**Problem to solve:** Lift out all lines below that contain "grass".

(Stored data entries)

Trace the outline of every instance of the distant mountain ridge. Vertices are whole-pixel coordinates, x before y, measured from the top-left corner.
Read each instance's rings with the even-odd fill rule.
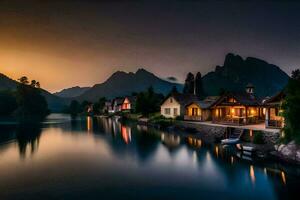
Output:
[[[179,91],[183,88],[182,84],[162,80],[145,69],[138,69],[135,73],[117,71],[105,82],[94,85],[76,99],[96,101],[100,97],[114,98],[131,95],[133,92],[145,91],[150,86],[153,87],[155,92],[165,95],[171,91],[173,86],[176,86]]]
[[[73,97],[78,97],[82,95],[85,91],[89,90],[91,87],[71,87],[71,88],[66,88],[63,89],[59,92],[53,93],[56,96],[62,97],[62,98],[73,98]]]
[[[4,74],[0,73],[0,90],[15,90],[19,83]],[[68,99],[63,99],[41,89],[41,94],[46,98],[48,107],[52,112],[58,112],[69,103]]]
[[[215,71],[203,76],[202,82],[207,95],[218,95],[221,89],[242,91],[248,83],[252,83],[255,94],[265,97],[282,90],[288,79],[289,76],[276,65],[229,53],[223,66],[216,66]]]

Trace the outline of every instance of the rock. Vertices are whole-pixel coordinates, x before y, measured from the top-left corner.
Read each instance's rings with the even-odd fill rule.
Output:
[[[292,141],[286,145],[281,144],[277,149],[277,157],[285,161],[300,164],[300,146]]]
[[[297,153],[296,153],[296,161],[298,163],[300,163],[300,150],[298,149]]]

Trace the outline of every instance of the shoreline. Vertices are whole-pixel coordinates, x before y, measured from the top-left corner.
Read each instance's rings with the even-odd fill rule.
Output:
[[[110,116],[111,117],[111,116]],[[124,119],[122,116],[119,116],[120,119]],[[260,155],[264,155],[268,159],[286,164],[292,164],[300,166],[300,145],[293,144],[293,149],[286,149],[290,147],[289,144],[283,144],[280,142],[280,129],[261,129],[255,126],[230,126],[222,124],[212,124],[208,122],[193,122],[193,121],[183,121],[173,119],[172,124],[167,127],[162,127],[159,123],[155,123],[149,120],[149,118],[142,118],[142,120],[136,118],[130,118],[130,115],[126,116],[125,120],[134,121],[139,125],[149,126],[161,130],[175,130],[176,131],[192,131],[191,135],[194,137],[197,135],[201,137],[206,142],[219,143],[222,139],[226,139],[226,130],[227,129],[243,129],[243,137],[241,138],[241,144],[246,146],[251,146],[259,152]],[[263,133],[264,140],[267,140],[264,144],[255,144],[253,143],[253,137],[251,141],[245,141],[245,135],[249,134],[249,130],[259,131]],[[197,132],[197,133],[195,133]],[[246,132],[246,133],[245,133]],[[285,153],[281,150],[285,149]],[[296,150],[295,150],[296,149]]]

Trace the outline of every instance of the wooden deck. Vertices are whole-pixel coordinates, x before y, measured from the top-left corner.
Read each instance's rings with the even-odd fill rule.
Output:
[[[187,120],[187,121],[202,121],[202,116],[184,115],[184,120]]]

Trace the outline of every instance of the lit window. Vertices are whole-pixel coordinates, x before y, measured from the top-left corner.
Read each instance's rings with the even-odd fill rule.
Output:
[[[178,115],[178,109],[174,108],[174,116],[177,116],[177,115]]]
[[[173,103],[173,98],[170,98],[170,103]]]
[[[170,115],[171,114],[171,109],[170,108],[165,108],[165,114]]]

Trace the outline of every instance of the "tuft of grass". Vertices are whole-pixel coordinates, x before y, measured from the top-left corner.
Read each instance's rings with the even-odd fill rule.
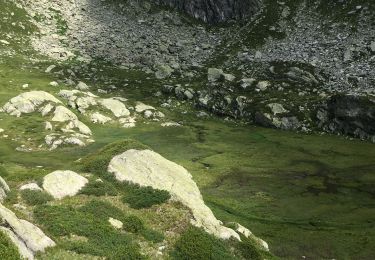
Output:
[[[122,198],[122,201],[128,203],[131,208],[141,209],[162,204],[170,198],[171,195],[167,191],[134,185],[132,189],[129,189],[128,194]]]
[[[23,190],[21,197],[30,206],[45,204],[53,200],[53,197],[48,193],[37,190]]]
[[[84,171],[89,171],[98,175],[104,175],[111,159],[129,149],[149,149],[146,145],[133,139],[125,139],[104,146],[82,159]]]
[[[236,259],[224,241],[193,226],[182,233],[171,255],[176,260]]]
[[[0,230],[0,259],[20,260],[21,256],[8,236]]]

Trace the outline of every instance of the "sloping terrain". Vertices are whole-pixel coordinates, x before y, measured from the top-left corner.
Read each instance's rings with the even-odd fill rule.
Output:
[[[328,102],[344,134],[373,135],[358,5],[313,65],[328,4],[265,1],[211,27],[148,1],[0,0],[0,258],[372,259],[374,145],[308,119]],[[352,61],[323,62],[358,35]],[[331,98],[357,92],[327,79],[360,69],[361,97]],[[248,124],[264,114],[305,133]]]

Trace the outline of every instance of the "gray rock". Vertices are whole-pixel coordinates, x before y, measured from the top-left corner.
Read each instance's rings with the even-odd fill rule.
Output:
[[[153,0],[158,4],[177,8],[194,18],[207,23],[243,19],[256,14],[261,6],[260,0]]]

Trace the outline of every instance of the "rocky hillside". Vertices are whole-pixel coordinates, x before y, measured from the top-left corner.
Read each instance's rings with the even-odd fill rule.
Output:
[[[210,24],[251,18],[262,6],[261,0],[154,0],[154,2],[176,8]]]
[[[0,6],[0,259],[373,258],[372,1]]]

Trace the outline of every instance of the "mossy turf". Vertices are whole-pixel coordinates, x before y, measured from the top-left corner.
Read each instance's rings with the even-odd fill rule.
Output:
[[[21,260],[18,249],[2,230],[0,230],[0,259]]]

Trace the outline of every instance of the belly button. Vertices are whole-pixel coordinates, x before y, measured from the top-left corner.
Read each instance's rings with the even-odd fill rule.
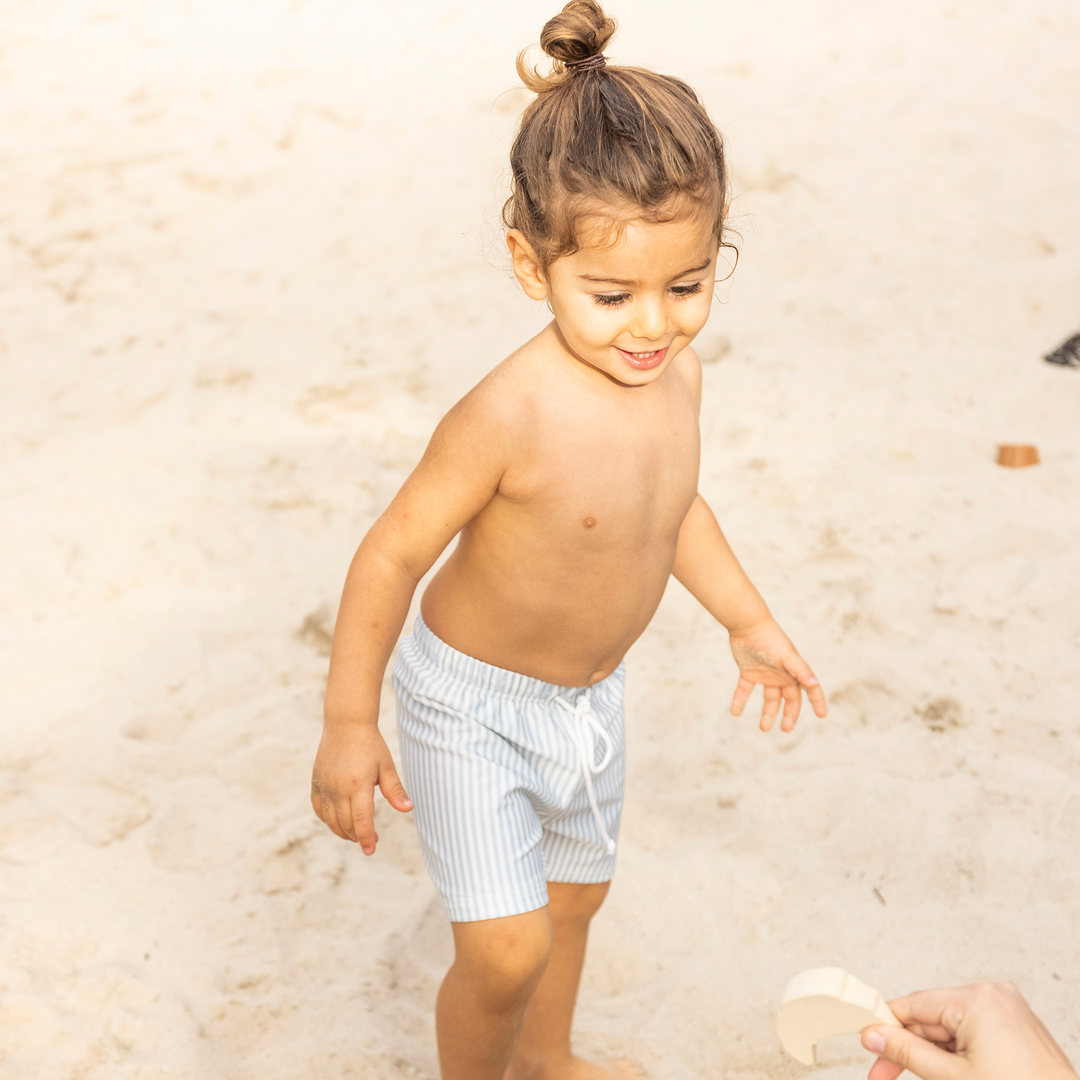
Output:
[[[586,529],[591,529],[596,524],[596,518],[587,517],[582,523]]]

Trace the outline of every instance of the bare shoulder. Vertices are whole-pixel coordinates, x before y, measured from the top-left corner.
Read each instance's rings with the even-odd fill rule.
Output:
[[[687,392],[693,398],[694,408],[701,408],[701,361],[698,354],[691,346],[687,345],[671,365],[672,372],[678,376],[679,381],[686,387]]]
[[[529,385],[518,354],[512,354],[439,421],[431,438],[432,449],[453,446],[483,458],[505,458],[534,422]]]

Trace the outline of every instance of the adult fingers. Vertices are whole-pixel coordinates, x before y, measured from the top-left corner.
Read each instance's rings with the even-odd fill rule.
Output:
[[[780,723],[780,730],[792,731],[802,711],[802,691],[789,683],[780,692],[784,695],[784,719]]]
[[[916,1025],[939,1028],[952,1038],[970,997],[970,987],[942,987],[938,990],[916,990],[913,994],[893,998],[889,1008],[904,1027]],[[941,1041],[941,1040],[935,1040]]]
[[[870,1074],[866,1080],[896,1080],[903,1071],[903,1065],[897,1065],[895,1062],[879,1057],[870,1066]]]
[[[872,1054],[899,1065],[901,1071],[909,1069],[922,1080],[960,1080],[963,1076],[960,1058],[920,1039],[906,1028],[868,1027],[862,1033],[862,1044]],[[887,1074],[883,1074],[883,1080],[885,1076]],[[875,1080],[878,1078],[875,1077]]]
[[[761,730],[771,731],[773,724],[776,722],[777,714],[780,712],[780,687],[779,686],[766,686],[765,699],[761,703]]]
[[[404,814],[413,808],[413,801],[405,794],[405,785],[398,779],[397,769],[392,761],[379,770],[379,790],[395,810]]]
[[[750,697],[754,690],[754,684],[745,676],[739,676],[738,685],[735,687],[735,694],[731,699],[731,715],[742,716],[743,709],[746,708],[747,699]]]
[[[365,795],[354,795],[350,810],[357,843],[365,855],[374,855],[379,840],[379,834],[375,831],[375,789],[372,788]]]
[[[951,1049],[949,1044],[956,1041],[956,1032],[941,1024],[908,1024],[907,1029],[914,1031],[920,1038],[938,1043],[946,1049]]]

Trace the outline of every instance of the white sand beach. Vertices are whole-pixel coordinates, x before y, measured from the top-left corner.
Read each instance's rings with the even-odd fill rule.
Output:
[[[437,1077],[415,829],[308,783],[355,546],[547,318],[497,211],[557,7],[0,4],[2,1080]],[[609,10],[727,141],[701,490],[831,711],[731,717],[672,583],[579,1049],[809,1075],[773,1016],[835,965],[1013,980],[1080,1061],[1080,7]]]

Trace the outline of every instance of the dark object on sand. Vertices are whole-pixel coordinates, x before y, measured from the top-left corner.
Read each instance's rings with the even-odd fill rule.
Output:
[[[1039,451],[1026,443],[1002,443],[998,447],[997,463],[1007,469],[1023,469],[1039,464]]]
[[[1064,345],[1055,349],[1044,359],[1048,364],[1080,368],[1080,334],[1074,334]]]

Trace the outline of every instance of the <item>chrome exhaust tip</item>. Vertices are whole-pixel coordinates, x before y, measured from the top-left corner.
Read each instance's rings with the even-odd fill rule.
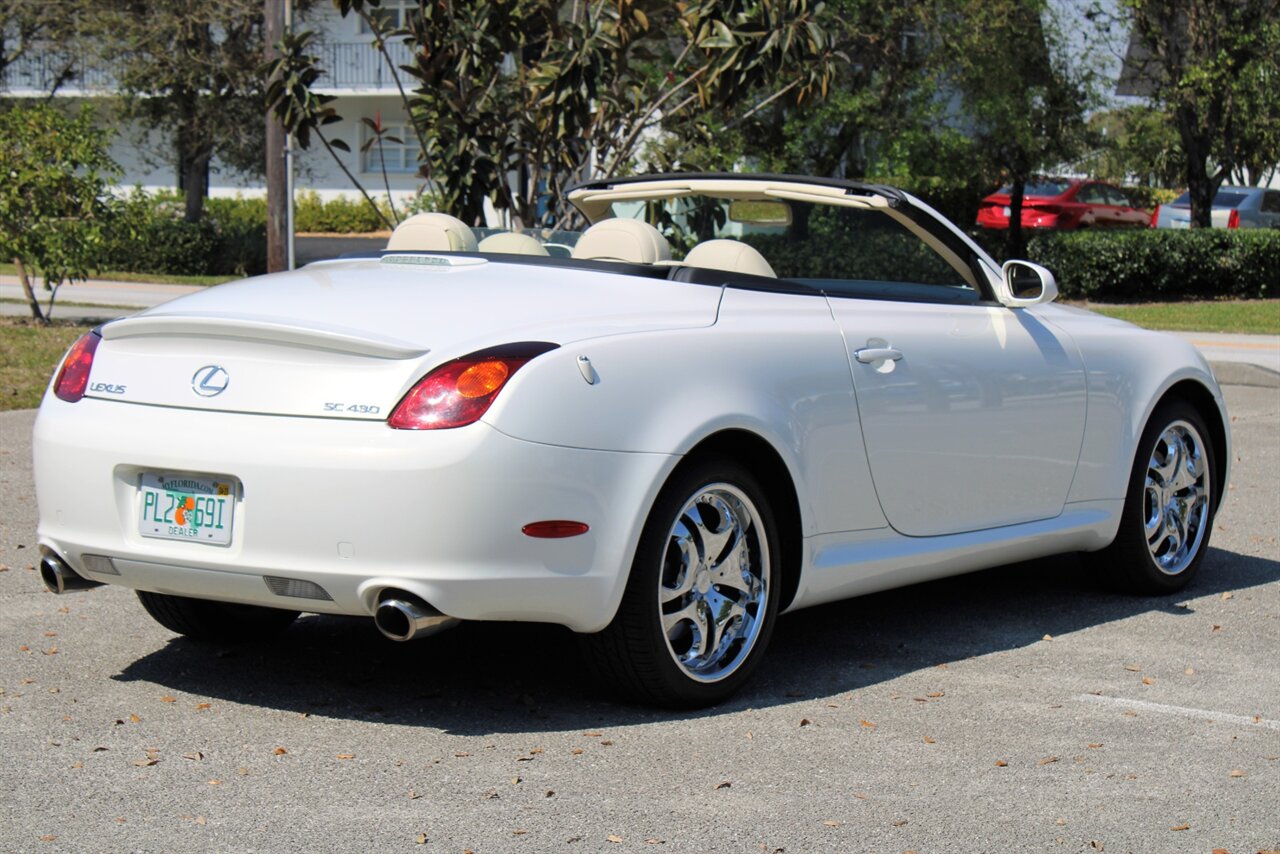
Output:
[[[373,624],[393,641],[425,638],[460,622],[457,617],[442,614],[417,597],[399,592],[379,602],[373,612]]]
[[[101,581],[90,581],[77,573],[52,551],[46,551],[40,559],[40,580],[50,593],[68,593],[102,586]]]

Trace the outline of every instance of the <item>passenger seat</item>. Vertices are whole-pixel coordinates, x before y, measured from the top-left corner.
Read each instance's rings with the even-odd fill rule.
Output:
[[[671,247],[658,229],[638,219],[606,219],[588,228],[573,257],[592,261],[657,264],[671,260]]]
[[[725,270],[730,273],[747,273],[752,276],[778,278],[773,267],[754,247],[741,240],[706,240],[689,250],[684,258],[686,267],[704,267],[709,270]]]

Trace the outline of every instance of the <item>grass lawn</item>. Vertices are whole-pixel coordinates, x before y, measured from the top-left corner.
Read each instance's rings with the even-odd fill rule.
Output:
[[[0,275],[16,276],[18,268],[13,264],[0,264]],[[105,282],[147,282],[158,285],[220,285],[223,282],[234,282],[241,276],[171,276],[167,273],[125,273],[116,270],[104,270],[94,274],[95,279]],[[75,287],[75,285],[72,285]]]
[[[1147,329],[1280,335],[1280,299],[1083,305]]]
[[[58,360],[87,329],[0,317],[0,410],[39,405]]]

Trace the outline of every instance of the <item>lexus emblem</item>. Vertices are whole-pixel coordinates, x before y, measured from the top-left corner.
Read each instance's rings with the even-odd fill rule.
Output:
[[[227,390],[231,377],[221,365],[205,365],[191,377],[191,390],[201,397],[216,397]]]

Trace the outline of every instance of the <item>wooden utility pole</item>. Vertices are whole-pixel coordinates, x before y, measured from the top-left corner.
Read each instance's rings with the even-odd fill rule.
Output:
[[[267,61],[279,57],[276,43],[284,36],[284,4],[288,0],[265,0],[264,32]],[[286,241],[289,239],[289,203],[285,176],[284,125],[268,112],[267,121],[267,272],[288,267]]]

**Response for this exercise:**
Trace the outline of every instance of the "tuft of grass". Vertices are whole-pixel coordinates, x before y, measured from the top-left corner.
Trace the outline of every instance of the <item>grass lawn</item>. Vertices are whole-pixel coordinates, x before y, measured from the top-left corner.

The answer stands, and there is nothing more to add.